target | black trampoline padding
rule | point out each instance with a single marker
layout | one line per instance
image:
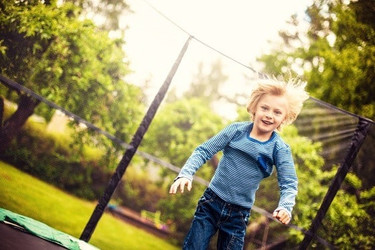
(12, 238)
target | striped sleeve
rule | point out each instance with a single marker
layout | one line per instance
(206, 151)
(287, 179)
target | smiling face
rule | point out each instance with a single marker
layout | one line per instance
(269, 113)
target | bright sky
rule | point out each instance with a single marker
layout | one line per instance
(240, 29)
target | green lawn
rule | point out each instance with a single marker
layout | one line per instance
(26, 195)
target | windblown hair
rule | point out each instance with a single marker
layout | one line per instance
(293, 90)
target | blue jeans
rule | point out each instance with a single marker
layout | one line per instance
(212, 215)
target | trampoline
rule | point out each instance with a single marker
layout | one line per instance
(21, 232)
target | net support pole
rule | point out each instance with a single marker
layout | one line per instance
(129, 153)
(356, 143)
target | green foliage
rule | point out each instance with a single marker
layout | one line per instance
(175, 132)
(51, 50)
(26, 195)
(51, 159)
(337, 64)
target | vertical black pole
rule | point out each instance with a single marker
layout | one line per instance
(129, 153)
(357, 141)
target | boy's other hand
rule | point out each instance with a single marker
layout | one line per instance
(180, 183)
(282, 216)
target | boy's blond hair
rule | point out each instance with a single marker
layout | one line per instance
(293, 90)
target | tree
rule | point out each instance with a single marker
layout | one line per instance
(175, 132)
(47, 48)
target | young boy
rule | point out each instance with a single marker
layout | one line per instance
(250, 150)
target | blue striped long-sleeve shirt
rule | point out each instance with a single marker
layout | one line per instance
(244, 164)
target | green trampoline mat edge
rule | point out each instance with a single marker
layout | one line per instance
(44, 231)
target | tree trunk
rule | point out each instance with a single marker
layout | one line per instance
(13, 125)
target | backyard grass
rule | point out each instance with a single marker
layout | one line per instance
(26, 195)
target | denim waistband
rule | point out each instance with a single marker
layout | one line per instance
(214, 196)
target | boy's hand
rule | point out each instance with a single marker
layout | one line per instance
(282, 216)
(180, 183)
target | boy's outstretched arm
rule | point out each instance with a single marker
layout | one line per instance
(180, 183)
(282, 216)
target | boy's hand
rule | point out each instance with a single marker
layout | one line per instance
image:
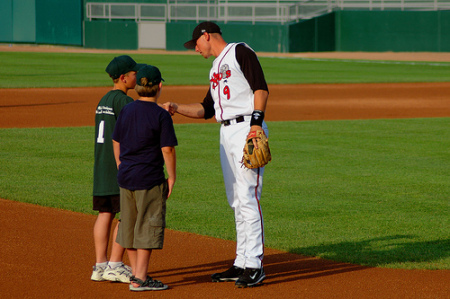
(170, 107)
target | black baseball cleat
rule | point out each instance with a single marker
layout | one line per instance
(250, 278)
(231, 274)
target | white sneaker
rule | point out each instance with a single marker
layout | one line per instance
(97, 273)
(120, 273)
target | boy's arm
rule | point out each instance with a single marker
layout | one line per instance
(116, 147)
(195, 110)
(170, 160)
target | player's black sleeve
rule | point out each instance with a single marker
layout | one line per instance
(208, 105)
(251, 68)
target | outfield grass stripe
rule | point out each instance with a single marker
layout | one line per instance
(371, 192)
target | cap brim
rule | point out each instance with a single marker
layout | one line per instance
(190, 44)
(138, 66)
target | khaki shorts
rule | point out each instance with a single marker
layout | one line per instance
(143, 217)
(106, 204)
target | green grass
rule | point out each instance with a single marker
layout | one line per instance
(25, 70)
(373, 192)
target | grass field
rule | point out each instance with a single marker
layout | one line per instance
(23, 69)
(372, 192)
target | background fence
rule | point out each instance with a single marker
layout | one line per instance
(267, 26)
(246, 11)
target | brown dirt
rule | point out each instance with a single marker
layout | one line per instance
(48, 253)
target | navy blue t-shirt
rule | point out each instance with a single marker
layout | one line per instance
(142, 129)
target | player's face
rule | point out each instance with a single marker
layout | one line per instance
(130, 79)
(203, 47)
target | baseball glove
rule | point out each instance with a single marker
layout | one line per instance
(256, 157)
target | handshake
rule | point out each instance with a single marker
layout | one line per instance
(170, 107)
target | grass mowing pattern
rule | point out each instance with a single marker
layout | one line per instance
(25, 70)
(372, 192)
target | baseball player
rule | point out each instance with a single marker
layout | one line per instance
(237, 98)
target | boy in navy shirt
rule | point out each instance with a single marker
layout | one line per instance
(144, 140)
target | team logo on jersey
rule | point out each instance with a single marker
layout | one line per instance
(224, 74)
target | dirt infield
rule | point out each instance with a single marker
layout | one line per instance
(48, 253)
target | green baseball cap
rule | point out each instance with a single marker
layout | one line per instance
(121, 65)
(150, 72)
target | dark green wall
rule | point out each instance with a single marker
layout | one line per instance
(396, 31)
(59, 22)
(41, 21)
(111, 35)
(314, 35)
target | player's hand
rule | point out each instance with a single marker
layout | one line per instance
(255, 140)
(171, 107)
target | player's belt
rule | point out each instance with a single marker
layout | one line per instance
(233, 121)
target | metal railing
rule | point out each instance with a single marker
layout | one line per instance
(246, 11)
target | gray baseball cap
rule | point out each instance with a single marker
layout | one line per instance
(201, 28)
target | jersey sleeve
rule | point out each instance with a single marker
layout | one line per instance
(122, 101)
(208, 105)
(251, 68)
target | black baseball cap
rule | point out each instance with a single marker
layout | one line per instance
(150, 72)
(201, 28)
(121, 65)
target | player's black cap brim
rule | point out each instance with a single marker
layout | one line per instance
(190, 44)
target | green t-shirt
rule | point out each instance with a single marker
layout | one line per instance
(105, 168)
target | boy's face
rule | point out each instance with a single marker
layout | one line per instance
(202, 46)
(130, 79)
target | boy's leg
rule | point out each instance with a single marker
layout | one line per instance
(142, 262)
(102, 228)
(117, 250)
(132, 255)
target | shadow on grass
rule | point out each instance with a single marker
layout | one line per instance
(381, 251)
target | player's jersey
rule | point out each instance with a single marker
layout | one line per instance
(105, 168)
(232, 84)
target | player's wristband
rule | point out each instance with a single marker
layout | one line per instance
(257, 118)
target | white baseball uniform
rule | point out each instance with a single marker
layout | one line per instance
(234, 76)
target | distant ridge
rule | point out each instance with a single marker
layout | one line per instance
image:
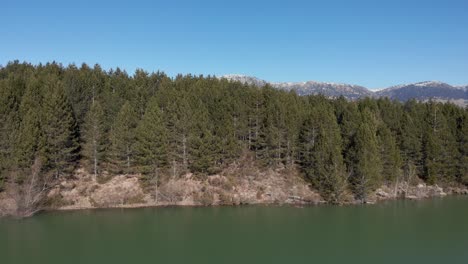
(421, 91)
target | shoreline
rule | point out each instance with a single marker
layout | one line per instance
(84, 192)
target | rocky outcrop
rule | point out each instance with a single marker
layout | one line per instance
(280, 187)
(236, 186)
(415, 192)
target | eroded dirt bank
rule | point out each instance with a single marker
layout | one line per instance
(83, 191)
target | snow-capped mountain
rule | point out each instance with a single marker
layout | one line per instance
(422, 91)
(245, 79)
(351, 92)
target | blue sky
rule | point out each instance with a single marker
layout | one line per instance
(372, 43)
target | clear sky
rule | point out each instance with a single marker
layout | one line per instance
(367, 42)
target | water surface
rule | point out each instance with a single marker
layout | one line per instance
(431, 231)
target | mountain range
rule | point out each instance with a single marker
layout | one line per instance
(421, 91)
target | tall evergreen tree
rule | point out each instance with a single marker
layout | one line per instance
(122, 139)
(151, 142)
(60, 148)
(367, 164)
(389, 154)
(94, 138)
(324, 161)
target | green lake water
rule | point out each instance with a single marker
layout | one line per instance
(430, 231)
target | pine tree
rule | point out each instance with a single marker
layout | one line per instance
(94, 138)
(122, 139)
(328, 171)
(8, 125)
(367, 170)
(390, 155)
(151, 142)
(59, 130)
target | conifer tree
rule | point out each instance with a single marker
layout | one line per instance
(367, 164)
(8, 125)
(151, 142)
(58, 127)
(328, 171)
(122, 139)
(94, 138)
(390, 155)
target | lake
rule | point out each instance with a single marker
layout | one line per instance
(429, 231)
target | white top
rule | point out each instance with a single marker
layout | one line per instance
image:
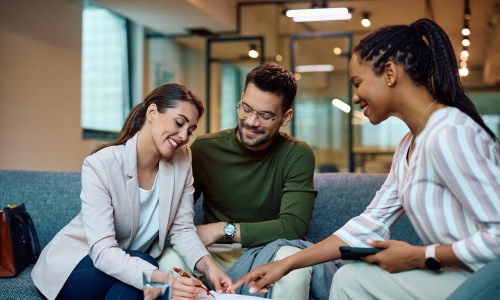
(450, 191)
(149, 220)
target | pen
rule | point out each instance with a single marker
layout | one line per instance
(184, 274)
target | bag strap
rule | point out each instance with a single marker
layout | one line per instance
(31, 225)
(29, 233)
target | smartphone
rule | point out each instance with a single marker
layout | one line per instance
(355, 253)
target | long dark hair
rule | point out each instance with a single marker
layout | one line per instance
(431, 64)
(165, 96)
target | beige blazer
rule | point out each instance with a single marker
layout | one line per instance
(109, 219)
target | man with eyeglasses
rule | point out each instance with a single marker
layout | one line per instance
(257, 184)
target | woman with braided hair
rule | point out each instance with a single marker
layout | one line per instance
(444, 176)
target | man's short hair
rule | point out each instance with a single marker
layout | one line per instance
(275, 79)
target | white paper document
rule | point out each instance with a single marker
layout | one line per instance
(226, 296)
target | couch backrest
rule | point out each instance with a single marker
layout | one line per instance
(38, 190)
(342, 196)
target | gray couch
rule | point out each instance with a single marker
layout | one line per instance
(52, 199)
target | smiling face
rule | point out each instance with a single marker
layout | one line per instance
(172, 128)
(371, 92)
(250, 133)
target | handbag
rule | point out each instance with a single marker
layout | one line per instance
(19, 245)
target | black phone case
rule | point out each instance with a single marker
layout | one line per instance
(355, 253)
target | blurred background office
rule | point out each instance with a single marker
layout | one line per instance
(71, 69)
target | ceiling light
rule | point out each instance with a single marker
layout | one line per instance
(319, 14)
(341, 105)
(466, 42)
(314, 68)
(463, 72)
(366, 20)
(253, 53)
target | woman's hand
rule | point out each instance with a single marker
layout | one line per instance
(397, 256)
(261, 278)
(187, 288)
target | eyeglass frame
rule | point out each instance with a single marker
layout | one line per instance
(257, 114)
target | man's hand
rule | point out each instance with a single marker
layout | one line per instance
(210, 233)
(397, 256)
(219, 279)
(261, 278)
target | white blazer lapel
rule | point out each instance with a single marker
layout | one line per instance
(166, 184)
(132, 185)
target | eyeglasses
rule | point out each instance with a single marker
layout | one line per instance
(264, 118)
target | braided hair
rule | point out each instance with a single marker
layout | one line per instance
(430, 63)
(165, 96)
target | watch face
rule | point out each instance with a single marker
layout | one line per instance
(229, 229)
(432, 264)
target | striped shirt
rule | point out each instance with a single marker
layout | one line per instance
(450, 190)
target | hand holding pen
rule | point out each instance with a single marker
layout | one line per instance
(186, 275)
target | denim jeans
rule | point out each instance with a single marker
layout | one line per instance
(87, 282)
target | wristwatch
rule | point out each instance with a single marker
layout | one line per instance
(229, 230)
(431, 262)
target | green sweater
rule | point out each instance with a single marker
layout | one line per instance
(269, 192)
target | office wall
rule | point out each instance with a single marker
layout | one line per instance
(40, 75)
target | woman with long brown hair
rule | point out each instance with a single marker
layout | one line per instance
(136, 193)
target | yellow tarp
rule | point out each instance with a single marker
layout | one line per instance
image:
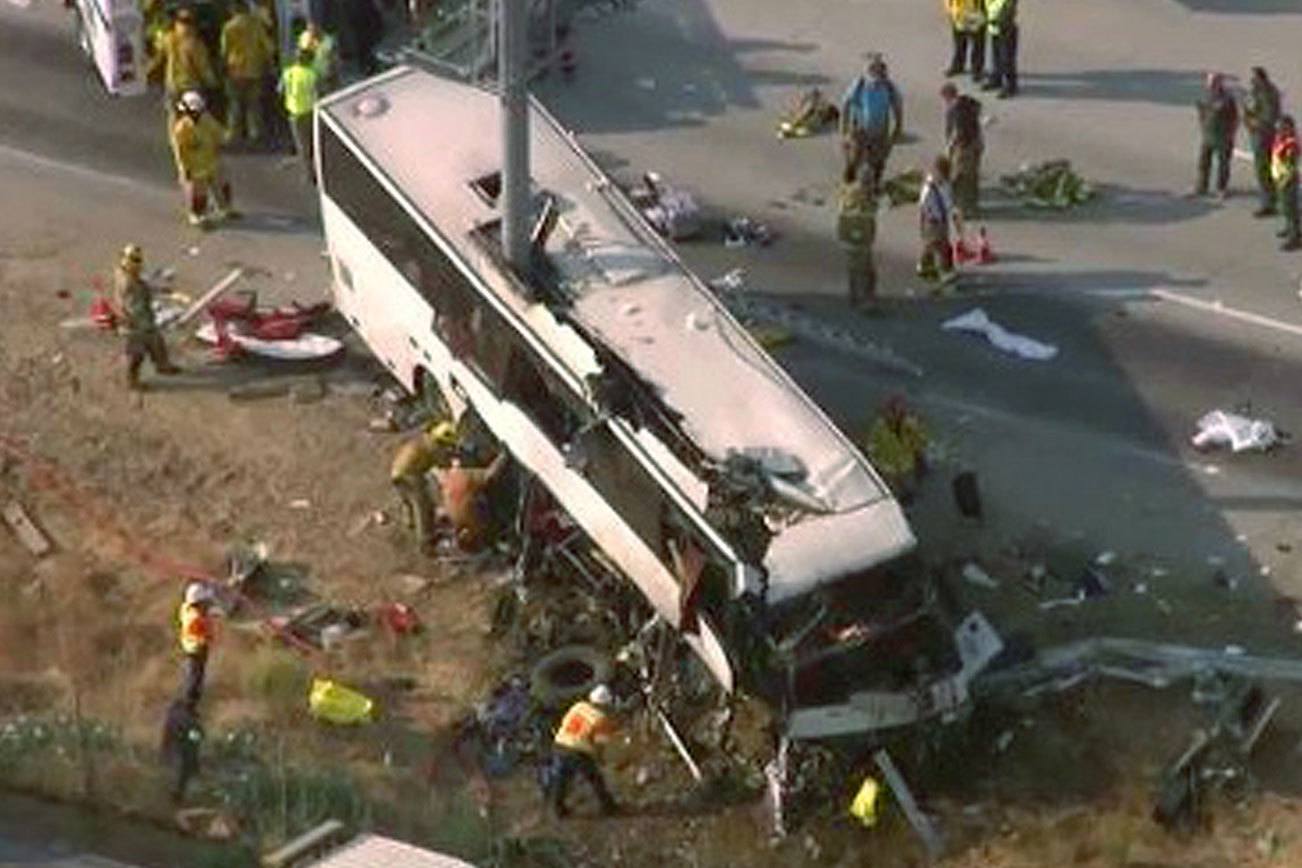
(865, 806)
(333, 703)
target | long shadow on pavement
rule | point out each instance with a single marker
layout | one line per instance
(1164, 86)
(685, 70)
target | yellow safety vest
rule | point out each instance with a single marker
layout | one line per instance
(300, 86)
(965, 16)
(194, 629)
(1284, 159)
(582, 728)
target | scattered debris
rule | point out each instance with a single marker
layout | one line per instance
(745, 306)
(919, 821)
(306, 346)
(335, 703)
(31, 536)
(309, 391)
(810, 113)
(318, 626)
(1241, 434)
(259, 389)
(973, 574)
(744, 232)
(1048, 185)
(208, 824)
(1094, 583)
(865, 804)
(210, 297)
(672, 211)
(399, 617)
(904, 188)
(977, 320)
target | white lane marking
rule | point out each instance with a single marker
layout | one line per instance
(1201, 305)
(70, 168)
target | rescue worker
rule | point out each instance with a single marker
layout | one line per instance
(298, 87)
(897, 447)
(1001, 22)
(1218, 121)
(194, 634)
(182, 61)
(968, 27)
(936, 212)
(871, 119)
(857, 230)
(197, 142)
(413, 461)
(324, 55)
(964, 145)
(1284, 172)
(1260, 115)
(583, 730)
(465, 499)
(249, 55)
(134, 302)
(182, 735)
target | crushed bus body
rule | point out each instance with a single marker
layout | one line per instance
(615, 376)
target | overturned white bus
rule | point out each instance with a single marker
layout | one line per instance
(619, 380)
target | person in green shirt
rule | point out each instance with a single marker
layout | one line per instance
(1218, 121)
(298, 86)
(857, 230)
(1260, 115)
(134, 301)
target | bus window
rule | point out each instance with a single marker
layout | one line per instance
(382, 219)
(626, 486)
(544, 402)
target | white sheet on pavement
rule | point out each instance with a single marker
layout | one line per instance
(1220, 428)
(977, 320)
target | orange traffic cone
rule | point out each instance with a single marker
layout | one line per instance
(102, 314)
(962, 253)
(984, 254)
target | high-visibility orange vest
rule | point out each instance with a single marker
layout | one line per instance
(582, 728)
(195, 629)
(1284, 159)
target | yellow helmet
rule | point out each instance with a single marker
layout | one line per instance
(443, 434)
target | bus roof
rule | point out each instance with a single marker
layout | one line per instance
(432, 137)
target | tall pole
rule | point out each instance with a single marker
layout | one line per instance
(512, 57)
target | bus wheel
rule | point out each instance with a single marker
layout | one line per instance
(567, 674)
(430, 396)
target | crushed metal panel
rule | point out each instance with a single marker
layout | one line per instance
(376, 851)
(826, 548)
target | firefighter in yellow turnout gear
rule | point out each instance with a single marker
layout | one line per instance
(409, 474)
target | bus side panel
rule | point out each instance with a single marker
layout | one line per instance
(376, 301)
(115, 39)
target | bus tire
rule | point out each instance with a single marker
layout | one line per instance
(567, 674)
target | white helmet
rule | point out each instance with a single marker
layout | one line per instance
(192, 100)
(197, 592)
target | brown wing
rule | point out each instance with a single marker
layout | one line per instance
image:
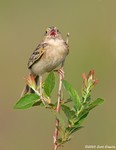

____

_Work to complete_. Wherever a line in the records contains the word "helmet", copy that line.

_Answer space_.
target | yellow helmet
target | white helmet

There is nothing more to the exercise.